— DATASET CONTENT —
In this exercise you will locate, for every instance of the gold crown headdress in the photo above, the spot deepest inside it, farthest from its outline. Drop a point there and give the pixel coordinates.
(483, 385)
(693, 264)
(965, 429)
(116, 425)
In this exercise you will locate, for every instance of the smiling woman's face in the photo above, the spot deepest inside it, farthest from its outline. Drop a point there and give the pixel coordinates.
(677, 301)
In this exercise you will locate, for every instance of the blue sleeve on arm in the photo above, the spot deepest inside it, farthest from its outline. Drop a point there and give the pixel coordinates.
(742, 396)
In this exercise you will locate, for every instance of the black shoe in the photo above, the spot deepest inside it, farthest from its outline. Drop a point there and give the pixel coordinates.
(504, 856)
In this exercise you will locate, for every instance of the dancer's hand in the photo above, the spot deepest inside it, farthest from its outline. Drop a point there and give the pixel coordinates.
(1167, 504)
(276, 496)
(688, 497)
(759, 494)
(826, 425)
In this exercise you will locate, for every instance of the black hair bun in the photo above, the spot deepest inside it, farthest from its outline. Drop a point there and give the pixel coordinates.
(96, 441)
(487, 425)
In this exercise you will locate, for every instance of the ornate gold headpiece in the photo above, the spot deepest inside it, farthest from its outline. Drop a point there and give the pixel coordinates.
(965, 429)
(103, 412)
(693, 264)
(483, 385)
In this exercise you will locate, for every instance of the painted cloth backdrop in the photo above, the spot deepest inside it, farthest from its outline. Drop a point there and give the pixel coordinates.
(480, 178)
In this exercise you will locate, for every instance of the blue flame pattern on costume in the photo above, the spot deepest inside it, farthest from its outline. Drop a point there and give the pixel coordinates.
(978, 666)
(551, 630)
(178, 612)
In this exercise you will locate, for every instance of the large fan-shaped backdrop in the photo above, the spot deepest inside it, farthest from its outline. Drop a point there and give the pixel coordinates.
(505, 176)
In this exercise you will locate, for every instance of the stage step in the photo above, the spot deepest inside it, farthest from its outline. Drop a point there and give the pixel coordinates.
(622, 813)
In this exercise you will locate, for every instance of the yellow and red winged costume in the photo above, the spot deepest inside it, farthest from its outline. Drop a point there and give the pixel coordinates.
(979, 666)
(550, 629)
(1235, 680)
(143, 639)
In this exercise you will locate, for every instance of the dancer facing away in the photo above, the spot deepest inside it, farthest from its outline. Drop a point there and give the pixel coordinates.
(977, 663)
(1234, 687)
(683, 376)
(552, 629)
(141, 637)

— WHAT IS NEEDED —
Copy out every line of the material above word for word, including each coordinate pair.

— THE RESULT —
In this exercise you will locate, for every instance of the gold crown headdress in the photo above, the spot deepest inside it, farthest from its outline. Drop a point there and give the pixel coordinates.
(483, 385)
(693, 264)
(965, 429)
(116, 425)
In this exercise you will locate, for every instance of the smiling woman's face in the photo above, the spot deepest inside it, farthest from its outline. Drop a point there and give the pixel coordinates.
(677, 301)
In this exercise you will locate, for every instance of the blue sleeve on arm in the photo above, the spot deepest inside it, farthest from its outline. Drop a point there and give the pixel coordinates.
(742, 396)
In this exercise you will locate, for every instance of the black shoe in the photo above, the spot deepest inside it, farthest from its outline. Drop a point there and give the pixel coordinates.
(504, 856)
In this exercise you will locate, for every instance of the dancer's hand in the photo above, the spot deepest inside it, farthest from its outline. Drop a point there and give the pixel coordinates.
(1167, 504)
(276, 496)
(688, 497)
(759, 494)
(826, 425)
In this exercise you will locate, for every instance of the black hair bun in the photo above, the spot deepest inside it, farthest from its outline. Drop a point there and give the pixel coordinates.
(96, 441)
(487, 425)
In this exercise you will locate, for every instance of the ornate gold headpiece in the photo above, the spot deepest inside it, farthest from its outline. Drop a point there and give the pixel coordinates.
(965, 429)
(103, 412)
(693, 264)
(483, 385)
In this exercise you will locate, for every instance of the painted cloth backdrop in the photo above, the spot deepest inside it, farthest from its outline. Drop a point there and give the pixel coordinates.
(480, 178)
In this exercise you will locate, for every instance of the blue flame pattern on costume in the photo above, the spot deepest inside it, farthest from its outline. Drop a point there and give the pixel coordinates.
(978, 666)
(551, 630)
(178, 612)
In this exercise you will locate, for every instance of the large fan-shaped backdrop in the photo above, the spot deepest inside it, farthest from its outline. Drop a point there and give the pixel coordinates.
(505, 176)
In this exercise you will locate, for every instance of the stage step in the photo above, the spot deepest inside it, farthest from its outline. Drop a point there and give the pixel coordinates.
(622, 813)
In this exercise you will locate, for every instance of the yellow and red winged costume in the photo above, the spot deepest inside it, farthest from its outline. Drop a point there and give the pixel coordinates.
(979, 666)
(550, 629)
(1235, 680)
(143, 639)
In this exercise you will locate, for every instance of the dancer facing away in the photo above, the spot deepest inside it, farthest from its outline. Drop a point there and give the pixel coordinates.
(977, 663)
(1234, 687)
(683, 376)
(552, 629)
(141, 637)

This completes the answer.